> **Reading passage**
###

In FIG. 2, recovery of hydrocarbons from multiple wells utilizing the well tender system 10 of the present disclosure is more clearly shown. As can be seen, the flow line risers 38 and export riser 40 extend radially from the well tender system 10 to the wells 37 or to nearby gas or liquids pipeline(s). The wells can be drilled further apart or closer together, depending on requirements. The barge 39 is maneuvered in position within the watch circle 41 by a tug boat 43 and thruster(s) installed on the barge. The watch circle 41 establishes the limits of the safe zone about the surface buoy 24. Well fluids are off-loaded to a cargo barge or other facility through an off-loading riser 44 which extends from the top side module 34 to the remote buoy 46. The barge is positioned at about 90° to the off-loading riser 44 and surface buoy 24 to facilitate off-loading of the hydrocarbons and minimize the risk for spillage. Produced gas which is not flared through the vent 36 may be exported via a pipeline connected to a gas export riser.

Referring now to FIG. 3, two tanks 50 and 52 are tethered together with tendons 54 arranged about the periphery of the tanks 50 and 52. The tanks forming the vertically aligned series of tanks 12 shown in FIG. 1 are tethered together in the manner shown in FIG. 3. The tank string 12 is assembled on shore and towed to the off shore installation site. The fabricated tanks, such as tanks 50 and 52, are transported via trucks, rails, or barge to the onshore assembly site for installation of the tendon sections 54. Guides 56 are mounted to the tanks 50 and 52 by welding or the like. The guides 56 support the tendon sections 54 along the length of the tanks 50 and 52. The guides 56, as shown in FIGS. 3 and 4, comprise four sets of pairs of guides 56 which are spaced and aligned along the length of each tank 50 and 52 so that the tendon sections 54 are substantially equally spaced about the periphery of the tanks 50 and 52. In the preferred embodiment, each tank is provided with four tendon sections 54, that being the preferred number for the sake of symmetry, insuring that tensional loads on individual tendons are maintained at reasonable levels. It is understood however that fewer or greater number of tendons may be incorporated in the design of the well tender system 10. At least two tendons are required to avoid twisting. There is no upward limit on the number of tendons which may be utilized. However, if too many tendons are utilized, interference may become a problem. Eight tendons is considered a reasonable upper limit, avoiding the problem of interference yet reducing the tension load on each tendons to a level within the limit of many materials for fabricating the tendons.

###

> **Provided material**
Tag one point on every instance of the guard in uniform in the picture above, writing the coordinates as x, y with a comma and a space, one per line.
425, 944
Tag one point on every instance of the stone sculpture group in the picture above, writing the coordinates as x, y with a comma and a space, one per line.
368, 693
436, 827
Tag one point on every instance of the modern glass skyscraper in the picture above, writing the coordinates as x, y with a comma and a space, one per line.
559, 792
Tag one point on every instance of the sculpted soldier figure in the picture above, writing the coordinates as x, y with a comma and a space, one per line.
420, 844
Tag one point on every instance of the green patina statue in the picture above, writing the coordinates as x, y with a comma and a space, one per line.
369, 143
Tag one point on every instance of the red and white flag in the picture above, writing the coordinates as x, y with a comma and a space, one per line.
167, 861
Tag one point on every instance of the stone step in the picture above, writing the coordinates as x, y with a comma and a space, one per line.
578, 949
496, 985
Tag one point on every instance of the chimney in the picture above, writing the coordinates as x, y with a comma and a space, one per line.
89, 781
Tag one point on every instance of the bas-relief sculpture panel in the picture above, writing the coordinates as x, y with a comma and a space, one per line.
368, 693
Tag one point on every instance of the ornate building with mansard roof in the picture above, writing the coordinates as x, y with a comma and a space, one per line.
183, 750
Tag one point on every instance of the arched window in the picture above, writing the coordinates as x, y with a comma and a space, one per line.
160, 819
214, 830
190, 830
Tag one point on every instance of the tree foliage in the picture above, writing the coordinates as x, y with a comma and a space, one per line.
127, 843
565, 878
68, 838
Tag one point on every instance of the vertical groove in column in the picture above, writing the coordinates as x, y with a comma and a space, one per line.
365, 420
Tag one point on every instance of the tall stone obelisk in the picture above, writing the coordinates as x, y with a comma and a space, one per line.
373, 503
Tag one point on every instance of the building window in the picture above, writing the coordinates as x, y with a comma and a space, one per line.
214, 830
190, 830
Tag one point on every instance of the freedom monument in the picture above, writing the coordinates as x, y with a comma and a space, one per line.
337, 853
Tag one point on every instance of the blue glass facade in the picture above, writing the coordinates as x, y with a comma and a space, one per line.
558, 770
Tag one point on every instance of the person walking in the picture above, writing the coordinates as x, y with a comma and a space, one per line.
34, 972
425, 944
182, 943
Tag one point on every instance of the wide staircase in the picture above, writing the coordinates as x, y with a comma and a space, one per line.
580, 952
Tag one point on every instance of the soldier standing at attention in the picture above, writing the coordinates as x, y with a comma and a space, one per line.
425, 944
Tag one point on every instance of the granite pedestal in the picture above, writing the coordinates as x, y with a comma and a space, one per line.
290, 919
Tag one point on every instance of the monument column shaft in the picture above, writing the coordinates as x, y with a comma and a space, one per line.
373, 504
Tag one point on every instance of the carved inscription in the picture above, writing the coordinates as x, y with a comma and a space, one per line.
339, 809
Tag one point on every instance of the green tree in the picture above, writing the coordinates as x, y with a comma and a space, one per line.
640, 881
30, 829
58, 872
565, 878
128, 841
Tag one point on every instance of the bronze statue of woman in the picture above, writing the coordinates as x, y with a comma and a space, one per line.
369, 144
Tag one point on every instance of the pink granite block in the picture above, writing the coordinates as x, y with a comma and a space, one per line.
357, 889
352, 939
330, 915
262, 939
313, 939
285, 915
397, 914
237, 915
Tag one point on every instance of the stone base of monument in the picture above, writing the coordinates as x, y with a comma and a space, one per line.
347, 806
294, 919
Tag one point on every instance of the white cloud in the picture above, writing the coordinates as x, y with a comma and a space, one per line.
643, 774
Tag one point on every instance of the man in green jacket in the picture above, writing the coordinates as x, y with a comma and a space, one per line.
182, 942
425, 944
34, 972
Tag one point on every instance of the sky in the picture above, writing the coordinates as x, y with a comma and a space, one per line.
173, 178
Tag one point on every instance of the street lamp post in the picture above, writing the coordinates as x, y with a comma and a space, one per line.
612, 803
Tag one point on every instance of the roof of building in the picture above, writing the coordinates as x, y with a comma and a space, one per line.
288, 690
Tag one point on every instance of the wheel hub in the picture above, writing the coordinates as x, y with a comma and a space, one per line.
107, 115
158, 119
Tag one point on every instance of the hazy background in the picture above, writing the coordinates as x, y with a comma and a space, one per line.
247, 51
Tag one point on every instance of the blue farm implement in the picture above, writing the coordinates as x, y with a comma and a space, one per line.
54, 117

###

> **Required task**
Reproduce the whole passage above on the well tender system and its tethered tanks, word for word.

> **Output for this task**
In FIG. 2, recovery of hydrocarbons from multiple wells utilizing the well tender system 10 of the present disclosure is more clearly shown. As can be seen, the flow line risers 38 and export riser 40 extend radially from the well tender system 10 to the wells 37 or to nearby gas or liquids pipeline(s). The wells can be drilled further apart or closer together, depending on requirements. The barge 39 is maneuvered in position within the watch circle 41 by a tug boat 43 and thruster(s) installed on the barge. The watch circle 41 establishes the limits of the safe zone about the surface buoy 24. Well fluids are off-loaded to a cargo barge or other facility through an off-loading riser 44 which extends from the top side module 34 to the remote buoy 46. The barge is positioned at about 90° to the off-loading riser 44 and surface buoy 24 to facilitate off-loading of the hydrocarbons and minimize the risk for spillage. Produced gas which is not flared through the vent 36 may be exported via a pipeline connected to a gas export riser.

Referring now to FIG. 3, two tanks 50 and 52 are tethered together with tendons 54 arranged about the periphery of the tanks 50 and 52. The tanks forming the vertically aligned series of tanks 12 shown in FIG. 1 are tethered together in the manner shown in FIG. 3. The tank string 12 is assembled on shore and towed to the off shore installation site. The fabricated tanks, such as tanks 50 and 52, are transported via trucks, rails, or barge to the onshore assembly site for installation of the tendon sections 54. Guides 56 are mounted to the tanks 50 and 52 by welding or the like. The guides 56 support the tendon sections 54 along the length of the tanks 50 and 52. The guides 56, as shown in FIGS. 3 and 4, comprise four sets of pairs of guides 56 which are spaced and aligned along the length of each tank 50 and 52 so that the tendon sections 54 are substantially equally spaced about the periphery of the tanks 50 and 52. In the preferred embodiment, each tank is provided with four tendon sections 54, that being the preferred number for the sake of symmetry, insuring that tensional loads on individual tendons are maintained at reasonable levels. It is understood however that fewer or greater number of tendons may be incorporated in the design of the well tender system 10. At least two tendons are required to avoid twisting. There is no upward limit on the number of tendons which may be utilized. However, if too many tendons are utilized, interference may become a problem. Eight tendons is considered a reasonable upper limit, avoiding the problem of interference yet reducing the tension load on each tendons to a level within the limit of many materials for fabricating the tendons.